TASK ITEM -
Print out every record exactly as it appears.

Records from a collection
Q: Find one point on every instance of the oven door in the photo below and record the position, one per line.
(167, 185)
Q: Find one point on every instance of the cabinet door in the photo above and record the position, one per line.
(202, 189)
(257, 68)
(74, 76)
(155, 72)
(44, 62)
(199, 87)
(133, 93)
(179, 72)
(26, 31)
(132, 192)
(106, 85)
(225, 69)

RESULT -
Q: Find one point on every instance of the oven door in the photo below and record the position, one per line.
(167, 185)
Q: Find one point on every instance of the cabinet door in the photo above and record the position, one per line.
(202, 189)
(257, 68)
(74, 76)
(155, 72)
(44, 62)
(199, 87)
(133, 93)
(179, 72)
(26, 31)
(132, 192)
(106, 85)
(225, 69)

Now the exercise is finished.